Segment Start: EXTRACT PROVIDED

Phase 3: Design Partner Expansion (Weeks 19-26)
Add:
- OTA firmware updates
- Device health monitoring
- Google Calendar integration
- Longitudinal patient views
- Top 2 PIMS integrations (if validated)
- Basic clinic analytics dashboard
11. Key Open Questions
-
Portuguese vet terminology corpus: Does a labeled dataset exist for Brazilian Portuguese veterinary speech? If not, how many hours of annotated audio do we need to fine-tune Deepgram’s custom vocabulary? (Estimate: 50-100 hours minimum.)
-
Multi-room deployment: What happens when a clinic has 3-5 exam rooms? Each room needs a device. How do we handle vet identity when the same vet moves between rooms? Options: voice enrollment, room assignment in schedule, NFC tap.
-
Exam sounds vs. speech: Can DeepFilterNet reliably separate an animal’s heartbeat/breathing sounds (which may be clinically relevant if described by the vet) from actual noise? Need to test.
-
Offline mode: Some rural clinics in Brazil have intermittent internet. Is an SD card + batch upload model viable? If so, what’s the maximum acceptable delay? (24 hours? 48 hours?)
-
Data residency: LGPD requires data processing in Brazil (or with adequate safeguards for international transfer). Deepgram and Claude API process data in the US. Need to verify: (a) is a Data Processing Agreement sufficient, or (b) do we need to self-host STT in Brazil? This could force the Whisper self-hosting decision earlier than cost alone would justify.
12. Final Recommendation
VALIDATE FIRST — then build.
The technology is straightforward. Every component is proven. The integration is standard systems engineering, not R&D. A single senior engineer can build the full MVP in 8 weeks.
But the technical risk is secondary to the market risk. Before writing a single line of firmware:
- Complete Phase 0 interviews (market validation). If vets don’t care enough to pay R$300/mo, the best audio pipeline in the world is worthless.
- Run the Wizard-of-Oz with off-the-shelf mics. This validates note quality and vet acceptance with 1 week of engineering, not 8.
- Only then invest in custom firmware and the full automated pipeline.
The architecture proposed in the research brief is sound. My corrections are at the edges: drop on-device encryption (TLS is sufficient), defer PIMS integration (use calendar matching), and add DeepFilterNet for noise handling. The core design — dumb device, smart cloud, batch processing — is the right call.
Do not assign an engineer to this until Phase 0 interviews show >60% strong interest and WTP >R$200/mo. Until then, this is a CPO problem, not a CTO problem.
Assessment complete. Ready for consolidation into the MOKA-568 executive brief.

Segment End: EXTRACT PROVIDED
Segment Start: LISTED ENTRIES

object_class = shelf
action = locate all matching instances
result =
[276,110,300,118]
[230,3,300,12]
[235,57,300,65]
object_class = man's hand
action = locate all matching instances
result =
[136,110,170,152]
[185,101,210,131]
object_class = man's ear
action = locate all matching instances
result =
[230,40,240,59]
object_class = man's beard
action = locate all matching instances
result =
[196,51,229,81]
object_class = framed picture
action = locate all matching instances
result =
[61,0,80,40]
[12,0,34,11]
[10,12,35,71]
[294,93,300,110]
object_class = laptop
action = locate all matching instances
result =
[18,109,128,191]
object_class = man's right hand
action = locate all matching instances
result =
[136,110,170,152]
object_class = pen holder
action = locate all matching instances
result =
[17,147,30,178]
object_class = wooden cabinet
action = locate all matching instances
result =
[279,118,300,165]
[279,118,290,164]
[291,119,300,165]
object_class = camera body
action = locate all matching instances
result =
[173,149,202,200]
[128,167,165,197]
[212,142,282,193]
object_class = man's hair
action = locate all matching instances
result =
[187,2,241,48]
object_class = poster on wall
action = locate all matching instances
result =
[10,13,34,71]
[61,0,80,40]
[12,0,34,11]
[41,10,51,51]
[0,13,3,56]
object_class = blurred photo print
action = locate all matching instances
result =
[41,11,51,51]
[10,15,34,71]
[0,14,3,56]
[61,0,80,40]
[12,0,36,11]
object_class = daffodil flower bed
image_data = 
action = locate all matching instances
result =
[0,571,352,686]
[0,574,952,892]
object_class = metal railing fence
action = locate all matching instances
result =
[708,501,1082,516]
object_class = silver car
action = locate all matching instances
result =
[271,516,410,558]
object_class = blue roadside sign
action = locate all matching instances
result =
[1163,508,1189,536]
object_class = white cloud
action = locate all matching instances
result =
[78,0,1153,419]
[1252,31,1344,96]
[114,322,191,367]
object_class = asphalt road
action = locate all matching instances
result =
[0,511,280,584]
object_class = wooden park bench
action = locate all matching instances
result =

Segment End: LISTED ENTRIES

*EXERCISE TASKS:*
a – In the assessment, how long would a single senior engineer need to build the full MVP?
b – From the assessment, reproduce the passage starting with "- Only then" and going on through "a CTO problem.".

*ANSWER SET:*
a – 8 weeks

b –
- Only then invest in custom firmware and the full automated pipeline.
The architecture proposed in the research brief is sound. My corrections are at the edges: drop on-device encryption (TLS is sufficient), defer PIMS integration (use calendar matching), and add DeepFilterNet for noise handling. The core design — dumb device, smart cloud, batch processing — is the right call.
Do not assign an engineer to this until Phase 0 interviews show >60% strong interest and WTP >R$200/mo. Until then, this is a CPO problem, not a CTO problem.